» **Problem description**:
Where does "horse" appear in the data? Return each line that holds it.

Start of Records to use

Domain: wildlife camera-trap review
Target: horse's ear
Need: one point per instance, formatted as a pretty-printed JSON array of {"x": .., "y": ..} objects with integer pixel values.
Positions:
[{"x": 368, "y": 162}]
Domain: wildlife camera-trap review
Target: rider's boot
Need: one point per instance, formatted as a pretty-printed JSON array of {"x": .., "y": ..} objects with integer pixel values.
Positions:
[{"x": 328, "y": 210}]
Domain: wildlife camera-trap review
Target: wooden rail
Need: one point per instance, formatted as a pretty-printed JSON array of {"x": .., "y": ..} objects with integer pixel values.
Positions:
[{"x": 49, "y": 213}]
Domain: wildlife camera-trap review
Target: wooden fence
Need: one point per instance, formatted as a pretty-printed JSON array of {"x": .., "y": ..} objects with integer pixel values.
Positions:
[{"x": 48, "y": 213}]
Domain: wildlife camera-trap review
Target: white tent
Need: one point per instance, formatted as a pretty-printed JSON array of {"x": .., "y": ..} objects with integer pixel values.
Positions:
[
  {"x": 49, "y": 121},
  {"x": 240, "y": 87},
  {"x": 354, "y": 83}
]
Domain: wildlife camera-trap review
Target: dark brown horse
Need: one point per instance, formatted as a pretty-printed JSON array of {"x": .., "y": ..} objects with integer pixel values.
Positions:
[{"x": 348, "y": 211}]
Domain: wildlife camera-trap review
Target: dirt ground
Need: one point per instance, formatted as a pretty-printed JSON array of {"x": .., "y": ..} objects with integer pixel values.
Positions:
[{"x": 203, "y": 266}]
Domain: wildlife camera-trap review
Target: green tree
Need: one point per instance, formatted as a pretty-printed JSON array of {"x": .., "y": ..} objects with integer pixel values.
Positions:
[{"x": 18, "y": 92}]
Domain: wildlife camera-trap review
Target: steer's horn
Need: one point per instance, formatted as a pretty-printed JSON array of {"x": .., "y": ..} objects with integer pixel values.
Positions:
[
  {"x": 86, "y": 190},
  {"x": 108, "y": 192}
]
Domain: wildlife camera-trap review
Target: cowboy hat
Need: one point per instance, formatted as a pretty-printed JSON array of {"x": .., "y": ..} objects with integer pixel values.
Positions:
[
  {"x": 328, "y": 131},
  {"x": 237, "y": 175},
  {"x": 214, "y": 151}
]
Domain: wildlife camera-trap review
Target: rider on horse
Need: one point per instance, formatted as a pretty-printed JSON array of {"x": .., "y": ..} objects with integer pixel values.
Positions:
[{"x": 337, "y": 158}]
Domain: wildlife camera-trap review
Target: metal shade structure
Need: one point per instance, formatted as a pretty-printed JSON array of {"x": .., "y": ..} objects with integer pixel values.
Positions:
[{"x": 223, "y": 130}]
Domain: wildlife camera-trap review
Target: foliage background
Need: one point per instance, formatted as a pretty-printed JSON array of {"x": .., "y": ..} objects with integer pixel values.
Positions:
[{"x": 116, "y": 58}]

End of Records to use

» **Answer box**:
Target: horse's ear
Target: dark brown horse
Target: rider on horse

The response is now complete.